__Text block__.
+===+
Street in Portland, Oregon

82nd Avenue (officially 82nd Avenue of the Roses since 2005) is a street in Portland, Oregon, and comprises the northern end of Oregon Route 213, also known as the Cascade Highway. It is one of the longest streets in Portland, running down the entire east side of the city, and extending into suburbs to the south.

== Route ==

The street runs from Airport Way Frontage Rd in Northeast Portland, south through Clackamas and Happy Valley, to Interstate 205 in Gladstone. Oregon 213 continues south beyond I-205. Within the city of Portland, it runs through the neighborhoods of Montavilla and Madison South, and it serves as a boundary line for the neighborhoods of Roseway, Cully, Sumner, South Tabor, Foster-Powell, Mt. Scott-Arleta, Brentwood-Darlington, and Lents. It is a highly commercial street that, in many of these neighborhoods, is directly surrounded by dense neighborhoods of primarily single-family homes.

== Public transit ==

The MAX Light Rail serves 82nd Avenue directly at the Interstate 84 overpass, where the NE 82nd Ave MAX Station offers access to MAX's Blue, Green, and Red lines. The Green Line then parallels 82nd Avenue going south along I-205 to Clackamas Town Center Transit Center. The Red Line roughly parallels the northern portion of 82nd Avenue.

== Jurisdiction ==

The entire length of 82nd Avenue is signed as Oregon Route 213. Because it is a state highway, 82nd Avenue was under the jurisdiction of the Oregon Department of Transportation. The agency views the street's top priorities as moving high volumes of automobile traffic efficiently, serving freight traffic, and serving as an alternative route when I-205 has problems. There was interest in transferring jurisdiction from the state to the City of Portland, in a transfer similar to what has already happened with North Martin Luther King Jr. Boulevard and Sandy Boulevard. In an attempt to improve the quality of life around 82nd Avenue, the 82nd Avenue Improvement Coalition was formed; among its main goals is the transfer of ownership of 82nd Avenue to City of Portland control, instead of state control. In November 2021, the Oregon Transportation Commission agreed to transfer ownership of 82nd Avenue from the state to the city of Portland. The commission unanimously approved a series of safety and modernization projects along 82nd Avenue that would cost $185 million and be funded by the state, the American Rescue Plan Act, and the Portland Bureau of Transportation.
+===+
__Raw data__.
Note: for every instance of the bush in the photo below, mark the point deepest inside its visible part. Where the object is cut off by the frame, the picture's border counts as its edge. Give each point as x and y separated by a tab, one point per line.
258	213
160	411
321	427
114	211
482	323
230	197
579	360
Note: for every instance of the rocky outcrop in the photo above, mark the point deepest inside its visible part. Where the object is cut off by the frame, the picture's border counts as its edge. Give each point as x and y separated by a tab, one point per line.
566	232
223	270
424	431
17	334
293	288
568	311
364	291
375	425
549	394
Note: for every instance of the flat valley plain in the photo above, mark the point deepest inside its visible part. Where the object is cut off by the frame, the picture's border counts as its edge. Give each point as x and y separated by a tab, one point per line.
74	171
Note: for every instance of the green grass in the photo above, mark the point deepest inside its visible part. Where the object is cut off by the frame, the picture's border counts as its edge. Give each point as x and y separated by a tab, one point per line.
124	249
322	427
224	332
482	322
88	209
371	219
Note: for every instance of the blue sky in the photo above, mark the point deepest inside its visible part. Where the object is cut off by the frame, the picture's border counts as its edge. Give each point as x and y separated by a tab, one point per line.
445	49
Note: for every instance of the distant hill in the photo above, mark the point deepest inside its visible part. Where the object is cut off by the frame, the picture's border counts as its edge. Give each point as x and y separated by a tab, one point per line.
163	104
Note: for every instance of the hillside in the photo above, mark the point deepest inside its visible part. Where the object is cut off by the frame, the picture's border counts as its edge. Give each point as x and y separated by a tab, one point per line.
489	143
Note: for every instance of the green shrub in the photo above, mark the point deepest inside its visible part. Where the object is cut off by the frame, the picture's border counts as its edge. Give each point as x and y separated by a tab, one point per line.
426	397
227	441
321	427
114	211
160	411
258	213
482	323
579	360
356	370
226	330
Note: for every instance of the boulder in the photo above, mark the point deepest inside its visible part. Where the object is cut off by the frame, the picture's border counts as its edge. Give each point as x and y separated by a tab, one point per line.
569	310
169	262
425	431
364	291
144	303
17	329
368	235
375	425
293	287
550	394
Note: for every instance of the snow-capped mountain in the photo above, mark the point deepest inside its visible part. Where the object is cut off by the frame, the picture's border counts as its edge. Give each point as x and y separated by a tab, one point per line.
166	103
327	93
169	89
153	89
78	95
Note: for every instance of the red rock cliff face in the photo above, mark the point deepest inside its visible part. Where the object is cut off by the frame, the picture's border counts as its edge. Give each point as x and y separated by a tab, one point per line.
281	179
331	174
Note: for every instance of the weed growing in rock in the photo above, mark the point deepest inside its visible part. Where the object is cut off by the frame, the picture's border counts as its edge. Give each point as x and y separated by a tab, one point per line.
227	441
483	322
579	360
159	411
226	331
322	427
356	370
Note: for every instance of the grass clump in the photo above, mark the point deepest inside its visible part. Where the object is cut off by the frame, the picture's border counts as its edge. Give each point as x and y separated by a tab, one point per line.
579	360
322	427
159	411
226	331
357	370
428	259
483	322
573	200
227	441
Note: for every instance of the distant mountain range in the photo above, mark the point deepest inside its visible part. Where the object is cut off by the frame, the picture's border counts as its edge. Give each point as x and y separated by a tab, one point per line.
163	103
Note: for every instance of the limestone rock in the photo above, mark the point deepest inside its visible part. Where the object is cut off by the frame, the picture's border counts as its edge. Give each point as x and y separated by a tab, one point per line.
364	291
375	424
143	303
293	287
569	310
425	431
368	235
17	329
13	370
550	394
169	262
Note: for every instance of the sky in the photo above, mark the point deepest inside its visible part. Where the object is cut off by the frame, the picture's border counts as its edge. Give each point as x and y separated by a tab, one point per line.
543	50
+===+
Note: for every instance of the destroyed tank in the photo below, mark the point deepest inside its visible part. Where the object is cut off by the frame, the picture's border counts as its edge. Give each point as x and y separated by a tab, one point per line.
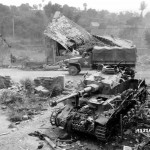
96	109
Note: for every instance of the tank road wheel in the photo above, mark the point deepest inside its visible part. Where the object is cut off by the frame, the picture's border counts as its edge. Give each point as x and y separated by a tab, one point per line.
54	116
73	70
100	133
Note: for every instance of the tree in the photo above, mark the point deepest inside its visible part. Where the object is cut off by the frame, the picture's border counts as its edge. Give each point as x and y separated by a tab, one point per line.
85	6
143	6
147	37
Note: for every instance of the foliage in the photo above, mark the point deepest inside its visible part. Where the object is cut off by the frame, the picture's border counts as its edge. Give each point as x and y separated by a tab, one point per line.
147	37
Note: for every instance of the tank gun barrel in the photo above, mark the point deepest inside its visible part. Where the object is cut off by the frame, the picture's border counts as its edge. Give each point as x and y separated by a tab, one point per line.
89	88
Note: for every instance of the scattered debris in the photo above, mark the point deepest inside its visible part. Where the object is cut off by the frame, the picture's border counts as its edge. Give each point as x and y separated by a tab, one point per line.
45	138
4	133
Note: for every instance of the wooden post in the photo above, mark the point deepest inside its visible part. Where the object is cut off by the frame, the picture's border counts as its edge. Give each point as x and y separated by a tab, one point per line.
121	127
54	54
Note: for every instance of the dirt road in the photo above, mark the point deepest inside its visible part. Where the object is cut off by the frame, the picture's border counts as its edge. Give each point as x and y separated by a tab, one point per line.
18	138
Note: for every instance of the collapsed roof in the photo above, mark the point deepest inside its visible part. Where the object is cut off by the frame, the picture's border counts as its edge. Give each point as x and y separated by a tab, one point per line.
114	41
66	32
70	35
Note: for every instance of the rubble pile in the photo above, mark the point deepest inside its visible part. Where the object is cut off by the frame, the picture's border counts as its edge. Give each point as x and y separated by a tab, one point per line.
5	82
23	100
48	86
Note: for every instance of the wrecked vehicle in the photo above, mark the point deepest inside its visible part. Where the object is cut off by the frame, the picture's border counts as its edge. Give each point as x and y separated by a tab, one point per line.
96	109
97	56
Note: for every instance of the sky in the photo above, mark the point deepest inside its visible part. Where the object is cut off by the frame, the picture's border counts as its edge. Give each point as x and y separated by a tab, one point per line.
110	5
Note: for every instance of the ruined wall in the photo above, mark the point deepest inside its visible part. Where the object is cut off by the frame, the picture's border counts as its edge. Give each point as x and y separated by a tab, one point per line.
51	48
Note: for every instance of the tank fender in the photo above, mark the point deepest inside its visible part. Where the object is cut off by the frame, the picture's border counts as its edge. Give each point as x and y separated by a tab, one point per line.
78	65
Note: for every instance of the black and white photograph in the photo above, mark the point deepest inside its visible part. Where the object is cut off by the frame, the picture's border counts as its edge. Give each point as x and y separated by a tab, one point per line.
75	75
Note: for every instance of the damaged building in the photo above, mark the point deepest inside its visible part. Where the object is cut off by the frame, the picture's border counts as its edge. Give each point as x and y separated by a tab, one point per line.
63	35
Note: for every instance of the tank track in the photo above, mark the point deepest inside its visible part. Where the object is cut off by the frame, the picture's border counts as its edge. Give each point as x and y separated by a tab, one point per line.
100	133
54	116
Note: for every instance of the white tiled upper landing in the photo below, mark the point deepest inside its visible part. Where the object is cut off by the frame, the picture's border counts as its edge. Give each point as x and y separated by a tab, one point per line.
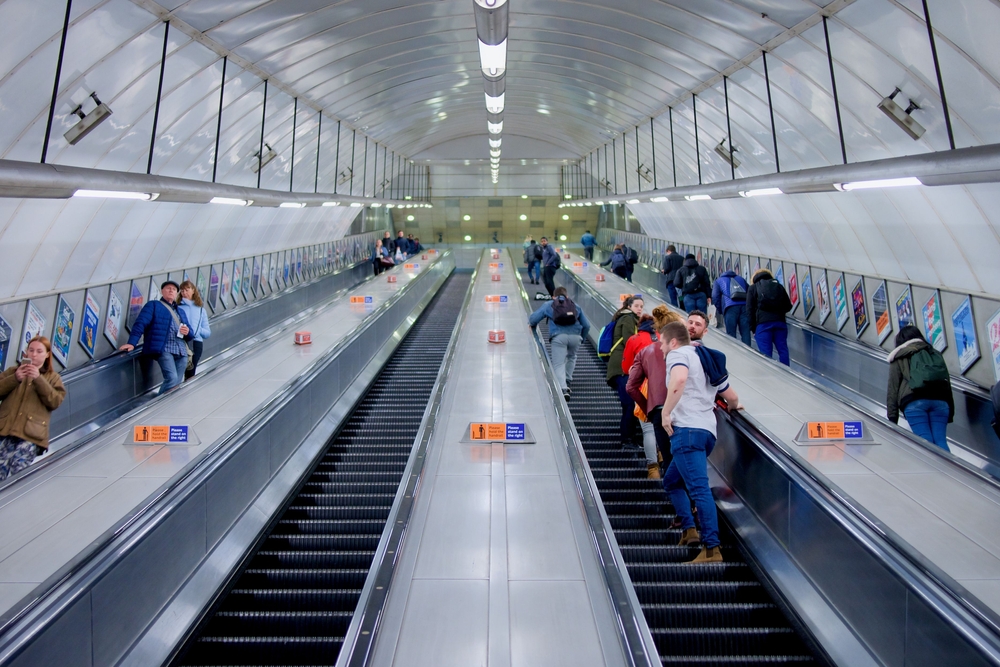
+===+
__Required actions__.
1. Summarize the text on 82nd Avenue in three sentences.
2. Carry on the text on 82nd Avenue from the point where it stops.
None of the items is needed for this work.

__Results for each task__.
1. 82nd Avenue, officially 82nd Avenue of the Roses since 2005, is a long commercial street running down the entire east side of Portland, Oregon, into southern suburbs, and forms the northern end of Oregon Route 213. MAX Light Rail serves it at the Interstate 84 overpass, and the Green and Red lines parallel parts of it. Although the street was under the Oregon Department of Transportation as a state highway, the Oregon Transportation Commission agreed in November 2021 to transfer it to the city of Portland and approved $185 million in safety and modernization projects.

2.
== Safety issues ==

As of 2014, five of the intersections along 82nd ranked among the most dangerous 5% of Oregon intersections, with six of its intersections identified as high-crash by the City of Portland. The Oregon Department of Transportation planned to spend $5 million on safety improvements. Nearby residents often cross this five-lane road for school, work, or recreation—there are a variety of schools, parks, and community centers that are sited along 82nd Avenue, such as Vestal Elementary, Portland Community College, and Montavilla Community Center. The intersection of 82nd and Glisan Street is among the city's identified high-crash intersections, and it is ranked by the City of Portland as the most dangerous intersection within Portland for pedestrians, however no public plans have been announced to improve this intersection.